▸ EXERCISE OBJECTIVE
Set down exactly, and only, the lines from the one with "Per instance of the yellow flower" to the final line of the entries, both included.

▸ RECORDS TO PROCESS

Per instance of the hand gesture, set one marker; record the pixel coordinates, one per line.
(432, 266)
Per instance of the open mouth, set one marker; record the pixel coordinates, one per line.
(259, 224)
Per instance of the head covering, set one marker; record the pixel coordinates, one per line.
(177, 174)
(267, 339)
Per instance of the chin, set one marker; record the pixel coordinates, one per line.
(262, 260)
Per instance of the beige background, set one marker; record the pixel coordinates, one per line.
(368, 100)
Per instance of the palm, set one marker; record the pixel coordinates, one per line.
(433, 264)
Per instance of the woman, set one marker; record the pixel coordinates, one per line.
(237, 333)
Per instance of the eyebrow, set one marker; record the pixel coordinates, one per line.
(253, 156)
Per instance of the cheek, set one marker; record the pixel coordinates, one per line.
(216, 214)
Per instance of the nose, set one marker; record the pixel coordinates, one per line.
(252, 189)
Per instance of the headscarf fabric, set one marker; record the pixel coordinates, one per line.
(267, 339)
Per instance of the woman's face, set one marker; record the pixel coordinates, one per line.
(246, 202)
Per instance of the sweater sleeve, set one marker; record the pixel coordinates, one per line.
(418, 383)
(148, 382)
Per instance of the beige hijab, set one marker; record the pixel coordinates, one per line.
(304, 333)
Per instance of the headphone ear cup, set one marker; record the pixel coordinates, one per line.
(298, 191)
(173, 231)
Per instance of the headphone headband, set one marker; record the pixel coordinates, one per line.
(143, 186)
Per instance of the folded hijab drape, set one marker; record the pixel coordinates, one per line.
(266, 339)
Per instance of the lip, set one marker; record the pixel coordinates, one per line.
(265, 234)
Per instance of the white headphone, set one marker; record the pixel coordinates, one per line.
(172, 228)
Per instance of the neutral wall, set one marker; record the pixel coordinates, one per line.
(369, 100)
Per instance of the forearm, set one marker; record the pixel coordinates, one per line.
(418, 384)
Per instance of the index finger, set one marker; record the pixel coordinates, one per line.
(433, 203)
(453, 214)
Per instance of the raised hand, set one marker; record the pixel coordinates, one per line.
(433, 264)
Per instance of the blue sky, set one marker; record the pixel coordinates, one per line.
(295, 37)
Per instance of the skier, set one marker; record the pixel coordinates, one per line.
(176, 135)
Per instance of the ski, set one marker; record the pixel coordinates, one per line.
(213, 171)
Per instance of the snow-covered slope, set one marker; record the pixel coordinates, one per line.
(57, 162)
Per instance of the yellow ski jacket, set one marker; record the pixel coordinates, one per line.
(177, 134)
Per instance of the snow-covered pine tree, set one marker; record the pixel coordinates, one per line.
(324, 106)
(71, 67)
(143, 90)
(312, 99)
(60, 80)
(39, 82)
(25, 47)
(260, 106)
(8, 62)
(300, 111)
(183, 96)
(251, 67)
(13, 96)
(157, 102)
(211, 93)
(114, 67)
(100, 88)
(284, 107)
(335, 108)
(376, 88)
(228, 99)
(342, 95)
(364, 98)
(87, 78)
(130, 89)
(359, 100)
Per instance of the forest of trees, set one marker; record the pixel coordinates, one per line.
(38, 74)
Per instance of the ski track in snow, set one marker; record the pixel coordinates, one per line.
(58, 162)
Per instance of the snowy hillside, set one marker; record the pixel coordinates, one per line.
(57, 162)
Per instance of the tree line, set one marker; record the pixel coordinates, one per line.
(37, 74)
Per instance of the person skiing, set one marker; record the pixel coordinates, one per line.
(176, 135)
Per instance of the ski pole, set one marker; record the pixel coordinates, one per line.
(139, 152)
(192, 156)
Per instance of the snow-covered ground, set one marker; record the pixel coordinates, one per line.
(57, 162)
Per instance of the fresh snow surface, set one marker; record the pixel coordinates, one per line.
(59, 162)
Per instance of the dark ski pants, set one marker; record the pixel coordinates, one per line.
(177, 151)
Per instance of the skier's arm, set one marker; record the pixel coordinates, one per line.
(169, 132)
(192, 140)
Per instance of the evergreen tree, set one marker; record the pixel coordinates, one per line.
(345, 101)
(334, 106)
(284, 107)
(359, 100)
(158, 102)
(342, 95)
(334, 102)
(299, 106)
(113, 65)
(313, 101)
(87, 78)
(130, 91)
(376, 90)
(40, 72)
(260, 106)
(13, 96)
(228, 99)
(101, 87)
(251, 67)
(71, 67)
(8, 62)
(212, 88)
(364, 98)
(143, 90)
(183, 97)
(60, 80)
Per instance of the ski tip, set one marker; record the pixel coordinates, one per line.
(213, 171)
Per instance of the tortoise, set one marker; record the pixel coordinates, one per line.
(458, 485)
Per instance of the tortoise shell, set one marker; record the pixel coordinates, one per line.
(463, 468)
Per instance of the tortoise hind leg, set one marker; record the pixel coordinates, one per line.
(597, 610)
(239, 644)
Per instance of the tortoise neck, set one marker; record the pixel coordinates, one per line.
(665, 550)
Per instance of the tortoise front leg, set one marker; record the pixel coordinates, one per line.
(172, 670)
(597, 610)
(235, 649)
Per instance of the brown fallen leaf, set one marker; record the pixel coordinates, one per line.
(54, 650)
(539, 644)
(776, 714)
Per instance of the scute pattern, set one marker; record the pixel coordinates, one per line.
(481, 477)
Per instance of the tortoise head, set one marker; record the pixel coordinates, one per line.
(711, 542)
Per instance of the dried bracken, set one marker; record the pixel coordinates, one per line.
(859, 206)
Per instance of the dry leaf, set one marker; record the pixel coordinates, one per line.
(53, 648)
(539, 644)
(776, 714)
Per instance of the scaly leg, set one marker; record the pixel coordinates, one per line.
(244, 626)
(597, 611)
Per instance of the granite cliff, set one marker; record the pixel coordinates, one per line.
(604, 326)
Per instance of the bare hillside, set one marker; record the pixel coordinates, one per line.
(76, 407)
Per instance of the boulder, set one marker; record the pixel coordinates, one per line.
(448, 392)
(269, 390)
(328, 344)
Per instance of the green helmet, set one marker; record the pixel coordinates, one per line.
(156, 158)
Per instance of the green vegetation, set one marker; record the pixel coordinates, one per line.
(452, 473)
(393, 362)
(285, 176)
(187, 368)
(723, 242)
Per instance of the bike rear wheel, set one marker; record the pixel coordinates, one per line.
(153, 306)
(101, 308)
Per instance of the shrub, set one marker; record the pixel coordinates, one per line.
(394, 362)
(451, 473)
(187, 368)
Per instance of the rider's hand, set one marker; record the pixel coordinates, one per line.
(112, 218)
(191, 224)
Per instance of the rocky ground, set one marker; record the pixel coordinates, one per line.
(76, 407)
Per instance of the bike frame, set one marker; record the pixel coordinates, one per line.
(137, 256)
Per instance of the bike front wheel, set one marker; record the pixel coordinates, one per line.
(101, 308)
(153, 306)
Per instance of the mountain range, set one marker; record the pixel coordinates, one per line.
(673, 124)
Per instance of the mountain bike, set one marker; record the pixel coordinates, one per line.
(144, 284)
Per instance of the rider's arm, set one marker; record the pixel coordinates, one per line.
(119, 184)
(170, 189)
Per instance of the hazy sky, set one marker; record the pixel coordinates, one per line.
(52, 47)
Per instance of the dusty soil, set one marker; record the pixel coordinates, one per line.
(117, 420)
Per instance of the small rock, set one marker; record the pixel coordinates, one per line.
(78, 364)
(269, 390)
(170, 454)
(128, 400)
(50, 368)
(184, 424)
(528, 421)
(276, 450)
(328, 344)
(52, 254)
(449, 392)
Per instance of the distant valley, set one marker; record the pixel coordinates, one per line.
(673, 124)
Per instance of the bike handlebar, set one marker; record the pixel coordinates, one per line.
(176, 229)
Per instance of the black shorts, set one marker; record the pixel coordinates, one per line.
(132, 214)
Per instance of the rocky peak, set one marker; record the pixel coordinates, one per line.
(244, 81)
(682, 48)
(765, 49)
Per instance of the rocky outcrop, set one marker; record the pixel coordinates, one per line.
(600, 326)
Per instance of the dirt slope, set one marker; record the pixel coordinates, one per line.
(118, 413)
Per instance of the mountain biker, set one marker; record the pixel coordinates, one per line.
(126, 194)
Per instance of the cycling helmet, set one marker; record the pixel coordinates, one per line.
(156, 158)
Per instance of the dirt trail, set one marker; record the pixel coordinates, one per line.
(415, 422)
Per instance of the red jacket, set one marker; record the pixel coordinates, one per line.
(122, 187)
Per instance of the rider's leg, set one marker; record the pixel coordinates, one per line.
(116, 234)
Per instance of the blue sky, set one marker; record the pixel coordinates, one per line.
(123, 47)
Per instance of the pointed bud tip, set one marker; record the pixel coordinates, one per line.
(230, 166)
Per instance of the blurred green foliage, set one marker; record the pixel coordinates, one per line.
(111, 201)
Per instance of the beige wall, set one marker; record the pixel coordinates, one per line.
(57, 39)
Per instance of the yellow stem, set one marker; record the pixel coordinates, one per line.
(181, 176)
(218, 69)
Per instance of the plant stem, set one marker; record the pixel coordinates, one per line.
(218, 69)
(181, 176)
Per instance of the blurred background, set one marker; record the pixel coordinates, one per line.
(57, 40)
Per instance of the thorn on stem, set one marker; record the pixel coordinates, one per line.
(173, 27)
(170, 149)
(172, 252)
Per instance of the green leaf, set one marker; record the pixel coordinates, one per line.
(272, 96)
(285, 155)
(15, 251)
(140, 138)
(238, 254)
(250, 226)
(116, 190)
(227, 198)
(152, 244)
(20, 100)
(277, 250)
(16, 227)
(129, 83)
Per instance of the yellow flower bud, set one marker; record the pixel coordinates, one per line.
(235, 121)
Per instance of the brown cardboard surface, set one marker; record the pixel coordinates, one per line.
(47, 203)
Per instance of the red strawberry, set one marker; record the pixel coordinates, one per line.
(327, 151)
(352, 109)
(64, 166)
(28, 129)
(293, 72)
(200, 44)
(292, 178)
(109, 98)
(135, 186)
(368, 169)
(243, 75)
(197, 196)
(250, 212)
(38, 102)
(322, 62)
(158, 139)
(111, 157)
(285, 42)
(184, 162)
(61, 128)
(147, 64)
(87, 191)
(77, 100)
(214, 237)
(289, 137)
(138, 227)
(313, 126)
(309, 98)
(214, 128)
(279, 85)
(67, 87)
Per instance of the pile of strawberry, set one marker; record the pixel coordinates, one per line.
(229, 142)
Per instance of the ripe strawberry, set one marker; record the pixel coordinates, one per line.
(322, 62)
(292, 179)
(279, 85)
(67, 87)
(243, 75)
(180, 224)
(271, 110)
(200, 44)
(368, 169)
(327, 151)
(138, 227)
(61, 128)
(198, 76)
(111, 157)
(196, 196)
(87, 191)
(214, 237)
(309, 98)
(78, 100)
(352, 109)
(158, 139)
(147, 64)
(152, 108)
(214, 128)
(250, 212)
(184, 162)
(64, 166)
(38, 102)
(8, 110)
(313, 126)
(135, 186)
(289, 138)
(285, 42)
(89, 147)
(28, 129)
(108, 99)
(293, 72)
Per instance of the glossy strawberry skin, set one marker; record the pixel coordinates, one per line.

▸ THE COMPLETED TASK
Per instance of the yellow flower bud, set one marker; record the pixel coordinates, one per line.
(235, 121)
Per instance of the brown cardboard surface, set one marker; record the pixel coordinates, one per line.
(47, 203)
Per instance of the red strawberry, set one marker; record the pixel coordinates, one per line.
(327, 151)
(352, 109)
(64, 166)
(28, 129)
(293, 72)
(200, 44)
(292, 178)
(109, 98)
(135, 186)
(368, 169)
(243, 75)
(197, 196)
(250, 212)
(38, 102)
(322, 62)
(158, 139)
(111, 157)
(285, 42)
(184, 162)
(61, 128)
(147, 64)
(87, 191)
(77, 100)
(214, 237)
(289, 137)
(138, 227)
(313, 126)
(309, 98)
(214, 128)
(279, 85)
(67, 87)
Per instance of the pile of strawberry, set one marker; record the pixel coordinates, one per line.
(229, 142)
Per instance of the ripe strawberry, set one marker; record the pixel coordinates, one per line.
(322, 62)
(292, 179)
(279, 85)
(67, 87)
(243, 75)
(180, 224)
(271, 110)
(200, 44)
(368, 169)
(327, 151)
(138, 227)
(61, 128)
(198, 76)
(111, 157)
(196, 196)
(87, 191)
(214, 237)
(309, 98)
(78, 100)
(352, 109)
(158, 139)
(147, 64)
(152, 108)
(214, 128)
(250, 212)
(184, 162)
(64, 166)
(38, 102)
(8, 110)
(313, 126)
(135, 186)
(289, 138)
(285, 42)
(89, 147)
(28, 129)
(108, 99)
(293, 72)
Per instance of the glossy strawberry skin, set one marker; record the pixel coordinates, one per line.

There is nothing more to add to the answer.